→ **PROVIDED MATERIAL**:
________________________________________

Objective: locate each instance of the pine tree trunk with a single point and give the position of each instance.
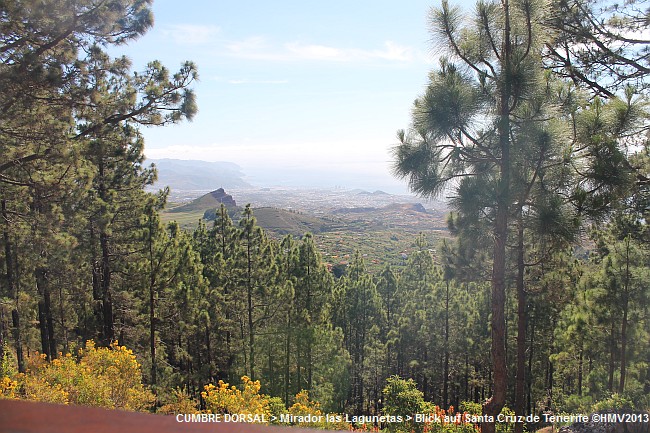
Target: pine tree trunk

________________________________________

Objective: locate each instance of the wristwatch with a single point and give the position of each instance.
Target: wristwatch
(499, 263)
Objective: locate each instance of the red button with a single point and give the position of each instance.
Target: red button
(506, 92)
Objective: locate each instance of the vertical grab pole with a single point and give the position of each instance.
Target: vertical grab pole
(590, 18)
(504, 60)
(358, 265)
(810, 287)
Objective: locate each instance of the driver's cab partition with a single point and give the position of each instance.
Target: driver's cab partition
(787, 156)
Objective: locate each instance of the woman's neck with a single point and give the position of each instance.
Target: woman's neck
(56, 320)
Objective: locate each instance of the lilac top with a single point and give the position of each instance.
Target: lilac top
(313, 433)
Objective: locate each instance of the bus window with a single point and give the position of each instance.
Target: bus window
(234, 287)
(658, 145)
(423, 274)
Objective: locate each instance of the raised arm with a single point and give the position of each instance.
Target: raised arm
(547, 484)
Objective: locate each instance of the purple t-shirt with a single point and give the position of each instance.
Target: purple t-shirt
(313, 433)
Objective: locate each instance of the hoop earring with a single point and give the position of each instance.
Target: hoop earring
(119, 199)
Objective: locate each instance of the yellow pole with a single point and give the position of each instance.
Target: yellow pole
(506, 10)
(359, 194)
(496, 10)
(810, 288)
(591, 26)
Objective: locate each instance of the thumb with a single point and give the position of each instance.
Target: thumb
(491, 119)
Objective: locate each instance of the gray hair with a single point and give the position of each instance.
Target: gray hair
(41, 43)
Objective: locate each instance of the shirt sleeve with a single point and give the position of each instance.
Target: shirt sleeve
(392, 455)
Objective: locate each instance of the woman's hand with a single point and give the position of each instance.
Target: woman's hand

________________________________________

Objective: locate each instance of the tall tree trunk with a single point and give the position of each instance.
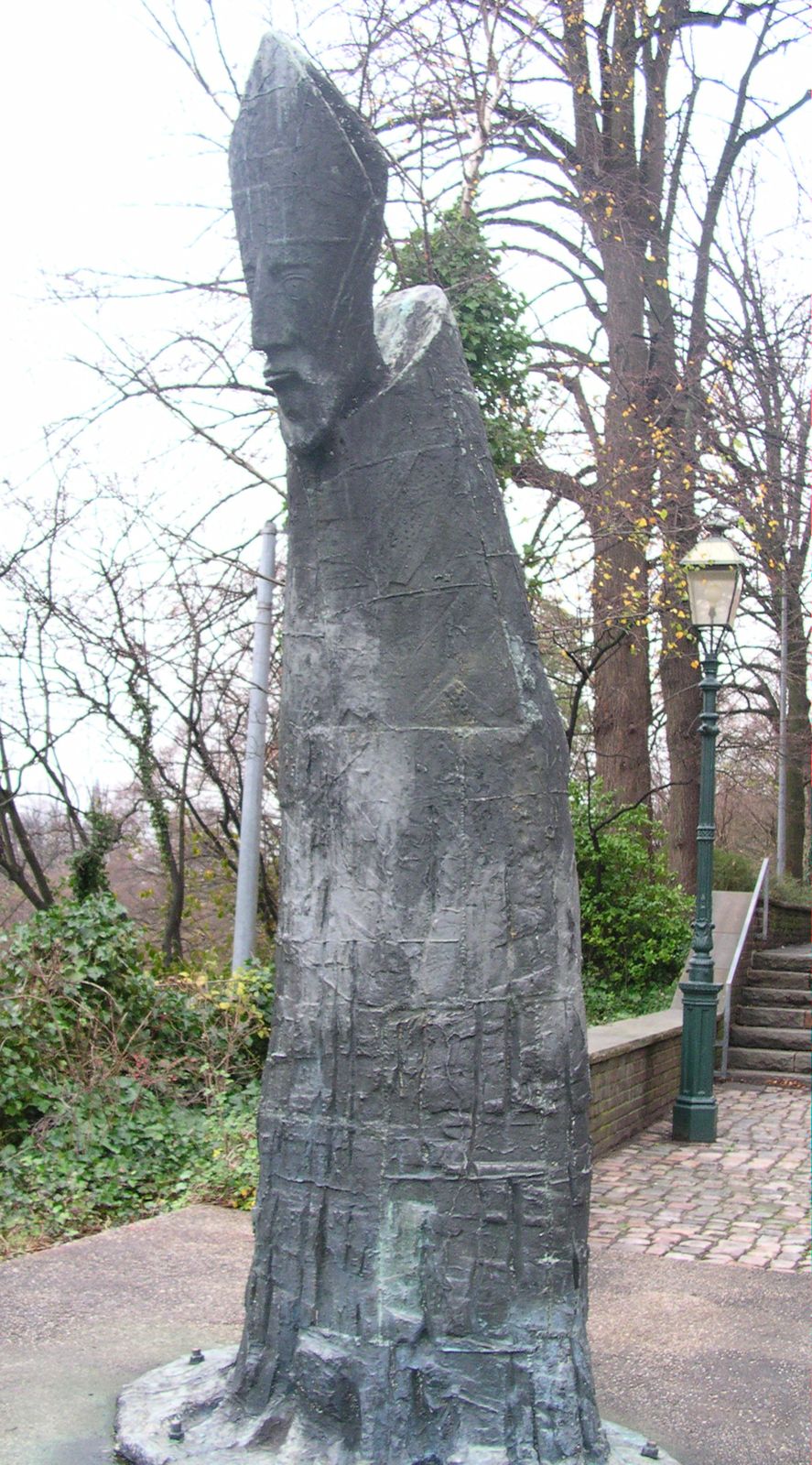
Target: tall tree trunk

________________________________________

→ **WRITTEN TASK**:
Rewrite everything in the listing from the line containing "Objective: locate each instance of the pine" down to the line containing "Target: pine tree trunk", swapping "pine tree trunk" for "birch tree trunk" and leaving the rest unchanged. Omit the picture from your answer.

→ **WORKED SOLUTION**:
Objective: locate each instance of the birch tree trunk with a single point and give the position of each instance.
Target: birch tree trunk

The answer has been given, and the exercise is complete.